**INPUT:**
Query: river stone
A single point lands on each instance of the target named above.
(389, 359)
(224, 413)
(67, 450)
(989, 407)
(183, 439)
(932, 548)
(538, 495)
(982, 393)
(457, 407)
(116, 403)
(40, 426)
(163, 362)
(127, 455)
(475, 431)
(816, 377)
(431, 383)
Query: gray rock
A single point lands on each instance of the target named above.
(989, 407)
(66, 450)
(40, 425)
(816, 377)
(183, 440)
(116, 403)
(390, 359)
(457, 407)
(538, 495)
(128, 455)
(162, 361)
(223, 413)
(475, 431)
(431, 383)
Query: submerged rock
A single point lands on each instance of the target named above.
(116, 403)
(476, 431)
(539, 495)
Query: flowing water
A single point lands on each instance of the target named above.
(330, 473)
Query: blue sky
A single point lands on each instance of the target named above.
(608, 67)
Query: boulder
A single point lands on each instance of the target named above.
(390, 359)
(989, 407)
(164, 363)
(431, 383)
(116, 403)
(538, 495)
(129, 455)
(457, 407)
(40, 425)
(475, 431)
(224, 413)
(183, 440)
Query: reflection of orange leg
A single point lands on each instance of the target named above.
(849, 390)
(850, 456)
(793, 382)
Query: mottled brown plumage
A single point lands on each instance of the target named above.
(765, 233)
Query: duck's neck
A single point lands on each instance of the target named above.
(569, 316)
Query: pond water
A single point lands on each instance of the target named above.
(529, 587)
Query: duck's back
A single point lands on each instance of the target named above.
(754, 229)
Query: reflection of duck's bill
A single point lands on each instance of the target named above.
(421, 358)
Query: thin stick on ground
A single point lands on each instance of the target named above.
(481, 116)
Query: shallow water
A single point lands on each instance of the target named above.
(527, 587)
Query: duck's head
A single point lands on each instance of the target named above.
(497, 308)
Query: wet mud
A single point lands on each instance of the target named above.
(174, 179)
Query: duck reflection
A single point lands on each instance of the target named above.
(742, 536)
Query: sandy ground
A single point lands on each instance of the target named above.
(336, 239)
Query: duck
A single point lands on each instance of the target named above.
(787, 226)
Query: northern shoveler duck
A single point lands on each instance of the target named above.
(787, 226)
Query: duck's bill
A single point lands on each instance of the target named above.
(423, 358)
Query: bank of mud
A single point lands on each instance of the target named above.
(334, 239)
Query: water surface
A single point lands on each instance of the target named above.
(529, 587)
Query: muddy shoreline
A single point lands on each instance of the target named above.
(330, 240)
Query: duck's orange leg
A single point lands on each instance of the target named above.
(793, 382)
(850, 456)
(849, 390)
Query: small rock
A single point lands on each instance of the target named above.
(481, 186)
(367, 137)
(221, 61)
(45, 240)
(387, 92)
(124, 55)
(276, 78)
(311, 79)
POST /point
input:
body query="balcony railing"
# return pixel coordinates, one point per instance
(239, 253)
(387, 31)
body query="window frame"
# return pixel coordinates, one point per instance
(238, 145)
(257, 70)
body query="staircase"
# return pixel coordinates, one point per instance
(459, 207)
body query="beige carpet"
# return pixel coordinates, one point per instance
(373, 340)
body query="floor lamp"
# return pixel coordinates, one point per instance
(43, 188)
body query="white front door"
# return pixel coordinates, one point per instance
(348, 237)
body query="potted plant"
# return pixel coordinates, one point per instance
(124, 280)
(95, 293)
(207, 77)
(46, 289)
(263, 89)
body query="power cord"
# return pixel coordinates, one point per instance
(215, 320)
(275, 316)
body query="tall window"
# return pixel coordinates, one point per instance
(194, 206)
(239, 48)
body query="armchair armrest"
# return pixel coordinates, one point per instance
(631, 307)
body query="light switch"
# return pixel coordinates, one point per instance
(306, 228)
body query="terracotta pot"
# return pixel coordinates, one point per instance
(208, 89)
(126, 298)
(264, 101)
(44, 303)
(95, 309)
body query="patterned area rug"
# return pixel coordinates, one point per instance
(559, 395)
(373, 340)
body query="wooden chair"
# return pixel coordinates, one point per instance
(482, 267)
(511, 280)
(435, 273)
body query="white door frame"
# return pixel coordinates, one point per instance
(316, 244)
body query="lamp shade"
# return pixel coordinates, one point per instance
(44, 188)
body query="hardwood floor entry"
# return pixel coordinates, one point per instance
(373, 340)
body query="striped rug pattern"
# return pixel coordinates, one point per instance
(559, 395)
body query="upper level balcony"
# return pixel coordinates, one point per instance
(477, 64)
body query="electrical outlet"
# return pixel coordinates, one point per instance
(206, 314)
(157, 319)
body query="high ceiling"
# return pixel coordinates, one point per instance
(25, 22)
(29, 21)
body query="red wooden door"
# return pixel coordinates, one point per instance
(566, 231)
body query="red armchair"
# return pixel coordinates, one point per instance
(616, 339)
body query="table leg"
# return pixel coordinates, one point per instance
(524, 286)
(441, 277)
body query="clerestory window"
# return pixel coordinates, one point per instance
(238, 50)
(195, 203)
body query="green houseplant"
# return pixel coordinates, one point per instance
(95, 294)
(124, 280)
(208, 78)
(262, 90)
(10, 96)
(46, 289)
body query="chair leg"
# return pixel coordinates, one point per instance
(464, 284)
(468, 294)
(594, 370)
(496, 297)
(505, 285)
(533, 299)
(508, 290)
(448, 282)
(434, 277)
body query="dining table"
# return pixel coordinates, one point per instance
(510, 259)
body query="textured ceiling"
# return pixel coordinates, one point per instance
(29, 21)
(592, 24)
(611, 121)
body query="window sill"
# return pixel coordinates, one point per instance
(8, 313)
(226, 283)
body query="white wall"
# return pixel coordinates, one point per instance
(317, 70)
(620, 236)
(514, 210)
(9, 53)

**PROBLEM TO WORK ON:**
A verbatim copy of the listing is needed.

**OUTPUT:**
Query: river stone
A single point lands on each instance of the target named above.
(389, 359)
(224, 413)
(67, 450)
(989, 407)
(183, 439)
(932, 548)
(538, 495)
(982, 393)
(457, 407)
(116, 403)
(40, 426)
(163, 362)
(127, 455)
(475, 431)
(816, 377)
(431, 383)
Query: gray rock
A single point lands on each instance of the target named above.
(989, 407)
(66, 450)
(40, 425)
(816, 377)
(183, 440)
(116, 403)
(390, 359)
(457, 407)
(538, 495)
(128, 455)
(162, 361)
(223, 413)
(475, 431)
(431, 383)
Query: submerged rock
A single point lands on each instance of the target named above.
(116, 403)
(476, 431)
(539, 495)
Query: flowing water
A single point lands on each instance of the target named above.
(330, 473)
Query: blue sky
A single point lands on each instance of the target named above.
(608, 67)
Query: boulder
A single point lands on each instance of the target named above.
(390, 359)
(989, 407)
(164, 363)
(431, 383)
(116, 403)
(538, 495)
(129, 455)
(457, 407)
(40, 425)
(475, 431)
(224, 413)
(183, 440)
Query: reflection of orange leg
A single point lands on each instance of the target named above.
(849, 390)
(850, 456)
(793, 382)
Query: mottled brown plumage
A single point lands on each instance of the target named above.
(765, 233)
Query: duck's neck
A single point lands on each instance of the target named above.
(569, 316)
Query: pond water
A single point lands on each instance of the target named above.
(529, 587)
Query: duck's back
A single point lands on each instance of the target named above.
(754, 229)
Query: reflection of duck's bill
A single point lands on each instance of the target named above.
(421, 358)
Query: thin stick on ground
A single point lands on each instance of the target named above.
(481, 116)
Query: shallow water
A single point lands on each instance of the target named above.
(527, 587)
Query: duck's head
A single point lands on each instance of the target named above.
(497, 308)
Query: wet mud
A single point lands on each instance of the target named above.
(174, 179)
Query: duck reflection
A single point lands on each instance of the target named above.
(742, 536)
Query: sandy ground
A single point lands on each instance of the target named above.
(336, 239)
Query: duck
A single point lands on each instance of the target named above.
(787, 226)
Query: northern shoveler duck
A single point lands on each instance of the target named above.
(787, 226)
Query: duck's bill
A single point lands on each instance of the target named above.
(423, 358)
Query: bank of mud
A single point lands on each instance of the target named above.
(334, 239)
Query: water surface
A single point lands on each instance of the target named above.
(529, 587)
Query: muddy shoreline
A single point lands on each instance of the target named above.
(330, 240)
Query: duck's orange leg
A single point lands on each instance of the target named above.
(793, 382)
(850, 456)
(849, 390)
Query: small rock
A single point lands on each instance of the target named above.
(481, 186)
(367, 137)
(221, 61)
(45, 240)
(387, 92)
(124, 55)
(276, 78)
(311, 79)
POST /point
input:
body query="balcony railing"
# return pixel coordinates, one point per instance
(239, 253)
(387, 31)
body query="window frame"
# return pixel coordinates, one point per instance
(238, 145)
(257, 70)
body query="staircase"
# return pixel coordinates, one point per instance
(459, 207)
body query="beige carpet"
# return pixel coordinates, one point per instance
(373, 340)
body query="floor lamp"
# return pixel coordinates, one point per instance
(43, 188)
body query="white front door"
# return pixel coordinates, one point per instance
(348, 237)
body query="potted plant"
# return pixel coordinates, one point per instance
(124, 280)
(95, 293)
(207, 77)
(46, 289)
(263, 89)
body query="power cord"
# return pixel coordinates, one point per instance
(215, 320)
(275, 316)
body query="tall window"
# return pixel coordinates, one point per instance
(194, 206)
(239, 48)
body query="armchair armrest"
# return pixel coordinates, one point per instance
(631, 307)
body query="light switch"
# return pixel coordinates, one point per instance
(306, 228)
body query="terracotta pot"
# return pixel coordinates, one point per instance
(208, 89)
(126, 298)
(264, 101)
(44, 303)
(95, 309)
body query="patterned area rug"
# return pixel coordinates, one point per instance
(559, 395)
(373, 340)
body query="wooden chair"
# return pixel coordinates, one point per instance
(482, 267)
(511, 280)
(435, 273)
body query="white door frame"
# return pixel coordinates, one point per instance
(316, 244)
body query="lamp shade"
# return pixel coordinates, one point per instance
(44, 188)
body query="hardwood floor entry"
# return pixel coordinates, one point per instance
(373, 340)
body query="striped rug pattern"
# return pixel coordinates, one point per instance
(559, 395)
body query="upper level balcony"
# return pixel coordinates, one point per instance
(477, 64)
body query="electrical outlet"
# return pixel coordinates, one point per instance
(206, 314)
(157, 319)
body query="high ceiling"
# return pixel coordinates, one point per instance
(25, 22)
(29, 21)
body query="red wooden door"
# return pixel coordinates, one point per instance
(566, 231)
body query="red armchair"
# return pixel coordinates, one point per instance
(616, 339)
body query="table leg"
# return pixel coordinates, one point per instance
(524, 286)
(441, 277)
body query="clerestory window"
# return pixel coordinates, one point per instance
(238, 50)
(195, 203)
body query="green houseplant"
# return pixel coordinates, one point per instance
(95, 294)
(124, 280)
(208, 78)
(262, 90)
(10, 96)
(46, 289)
body query="chair leg"
# return pixel coordinates, one point per instance
(464, 284)
(468, 294)
(594, 370)
(496, 297)
(505, 285)
(533, 299)
(508, 290)
(448, 282)
(434, 277)
body query="dining table"
# return pixel coordinates, one point per instance
(510, 259)
body query="textured ceiling"
# return pixel coordinates, one point per instance
(29, 21)
(592, 24)
(611, 121)
body query="window sill"
# return pixel coordinates, one point per instance
(8, 313)
(226, 283)
body query="white wall"
# return pixel coordinates, one point per instance
(317, 70)
(620, 236)
(514, 210)
(9, 53)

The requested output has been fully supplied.